20 de octubre de 2010

Artículo de Juan Carlos Viloria (Subdirector coordinación editorial de Vocento).

Otra vez los símbolos sometidos a la afrenta del español exaltado y ofuscado


Han pasado solo unos meses desde que las selecciones de España y Chile se enfrentaron en los Mundiales de Sudáfrica. Ambos conjuntos reivindicaban el apellido de 'La Roja' pero el equipo de Marcelo Bielsa, gran experto en jugar los partidos en la pizarra, perdió por 2 a 1 el derecho a los dos títulos. En poco más de sesenta días, sin embargo, su país ha regalado al mundo, televisado en directo desde el fondo del pozo San José, algo más que un título deportivo. Y su contrincante de entonces se ha pegado veinticuatro horas a las pantallas de televisión para seguir con envidia la epopeya de un pueblo unido al subsuelo mineral por un cable de seiscientos metros y estrechadas las manos por encima de litigios del pasado y del presente. Por caprichos del calendario cuando uno a uno los mineros sobrevivientes iniciaban la ascensión a los cielos chilenos confirmando que los milagros existen aunque no se crea en Dios, sus verdugos de Sudáfrica, los de la genuina 'Roja', vivíamos uno de los muchos motines ciudadanos que salpican nuestra convivencia. Con las enseñas coloniales de otro tiempo como testigos, en el apogeo de la Fiesta Nacional, las estelas de la bandera delineando el cielo madrileño, el jefe del Estado rindiendo honores a los caídos se mezclaron con el emotivo himno 'La muerte no es el final', gritos y abucheos, silbidos y protestas. Otra vez los símbolos, las instituciones, los emblemas que representan el aliento del Estado y la nación sometidos a la afrenta del español exaltado, enfurecido, ofuscado en la creencia de que derribando las imágenes o los monumentos, despertando a los muertos, zahiriendo a sus gobernantes, se cambia el curso de las ideas. Esta ocasión no fueron los 'maulets' fanatizados por el separatismo carpetovetónico, ni los sectarios fervorosos de la religión antiespañola. Pero el efecto descorazonador, el fiasco ceremonial, el alineamiento de trincheras civiles y el sordo recalentamiento de los espíritus, es el mismo.

__Material proporcionado__
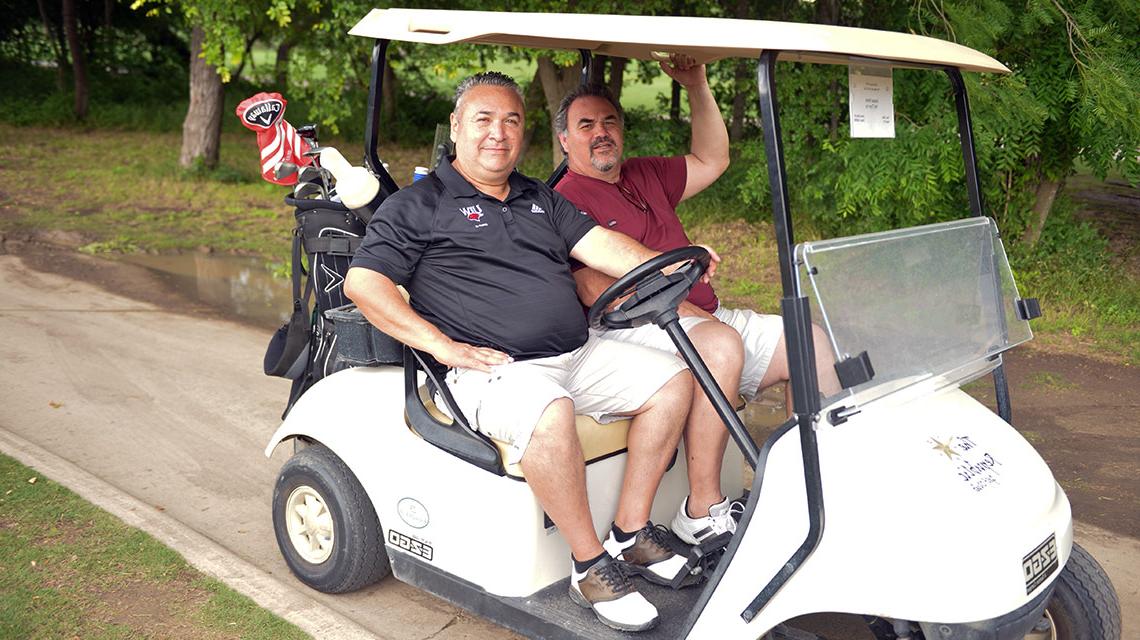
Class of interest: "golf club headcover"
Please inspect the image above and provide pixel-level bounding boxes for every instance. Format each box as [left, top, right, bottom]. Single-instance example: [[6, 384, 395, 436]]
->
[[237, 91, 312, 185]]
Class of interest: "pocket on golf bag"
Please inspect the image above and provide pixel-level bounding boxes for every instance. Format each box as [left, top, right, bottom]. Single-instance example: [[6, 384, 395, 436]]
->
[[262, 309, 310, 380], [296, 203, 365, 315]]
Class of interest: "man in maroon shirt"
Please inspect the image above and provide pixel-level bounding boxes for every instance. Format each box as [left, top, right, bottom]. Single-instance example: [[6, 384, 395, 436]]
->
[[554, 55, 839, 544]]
...
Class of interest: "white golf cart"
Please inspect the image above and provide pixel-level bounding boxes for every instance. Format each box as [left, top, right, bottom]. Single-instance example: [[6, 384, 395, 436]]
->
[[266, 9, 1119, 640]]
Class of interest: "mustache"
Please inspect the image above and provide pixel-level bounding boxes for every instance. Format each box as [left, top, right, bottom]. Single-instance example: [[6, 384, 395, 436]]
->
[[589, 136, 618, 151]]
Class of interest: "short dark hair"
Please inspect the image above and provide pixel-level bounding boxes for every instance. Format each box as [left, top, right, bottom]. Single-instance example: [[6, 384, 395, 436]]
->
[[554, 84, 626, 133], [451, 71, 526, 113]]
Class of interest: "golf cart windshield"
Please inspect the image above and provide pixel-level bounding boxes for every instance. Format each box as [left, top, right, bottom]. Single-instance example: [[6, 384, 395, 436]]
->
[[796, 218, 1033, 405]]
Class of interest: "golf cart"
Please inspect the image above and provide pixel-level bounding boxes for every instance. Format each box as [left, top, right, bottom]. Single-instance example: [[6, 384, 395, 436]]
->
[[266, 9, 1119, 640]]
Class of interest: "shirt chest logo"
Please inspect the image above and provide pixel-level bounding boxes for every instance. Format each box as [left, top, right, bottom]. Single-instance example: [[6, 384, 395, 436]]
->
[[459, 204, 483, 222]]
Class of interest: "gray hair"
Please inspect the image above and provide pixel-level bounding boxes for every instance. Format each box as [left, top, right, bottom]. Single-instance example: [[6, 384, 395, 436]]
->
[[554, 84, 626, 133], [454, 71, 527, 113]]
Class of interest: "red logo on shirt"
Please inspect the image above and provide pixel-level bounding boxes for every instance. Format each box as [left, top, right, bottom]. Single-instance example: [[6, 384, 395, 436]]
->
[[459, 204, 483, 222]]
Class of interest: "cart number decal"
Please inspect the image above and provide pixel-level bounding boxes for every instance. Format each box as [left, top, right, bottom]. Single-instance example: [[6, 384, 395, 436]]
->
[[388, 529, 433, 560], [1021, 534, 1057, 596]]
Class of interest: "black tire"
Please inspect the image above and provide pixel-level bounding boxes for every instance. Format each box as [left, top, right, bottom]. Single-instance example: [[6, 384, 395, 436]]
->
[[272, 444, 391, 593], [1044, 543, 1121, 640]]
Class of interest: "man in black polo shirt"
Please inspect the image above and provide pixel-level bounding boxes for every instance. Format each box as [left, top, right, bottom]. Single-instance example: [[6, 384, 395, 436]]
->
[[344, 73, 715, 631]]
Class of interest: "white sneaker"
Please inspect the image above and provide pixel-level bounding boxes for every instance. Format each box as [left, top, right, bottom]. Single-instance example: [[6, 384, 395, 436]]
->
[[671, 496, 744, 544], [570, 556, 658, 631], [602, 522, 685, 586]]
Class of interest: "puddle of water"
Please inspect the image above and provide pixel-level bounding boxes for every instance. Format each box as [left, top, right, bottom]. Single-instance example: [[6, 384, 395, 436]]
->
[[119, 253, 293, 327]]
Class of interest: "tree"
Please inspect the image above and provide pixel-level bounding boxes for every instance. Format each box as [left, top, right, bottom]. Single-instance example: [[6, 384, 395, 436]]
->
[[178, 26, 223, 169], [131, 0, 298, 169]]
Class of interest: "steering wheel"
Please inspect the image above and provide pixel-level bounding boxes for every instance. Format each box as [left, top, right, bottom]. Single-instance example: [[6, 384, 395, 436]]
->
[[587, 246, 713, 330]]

__Orden de trabajo__
Responde brevemente a estas preguntas con los datos del artículo sobre los abucheos en la Fiesta Nacional:
(a) ¿Por qué marcador perdió Chile ante España en los Mundiales de Sudáfrica?
(b) ¿Qué longitud tenía el cable que unía al pueblo chileno con el subsuelo mineral?
(c) ¿Qué himno se mezcló con los gritos y abucheos durante el homenaje a los caídos?

__Resultado del ejercicio__
(a) Por 2 a 1.
(b) Seiscientos metros.
(c) 'La muerte no es el final'.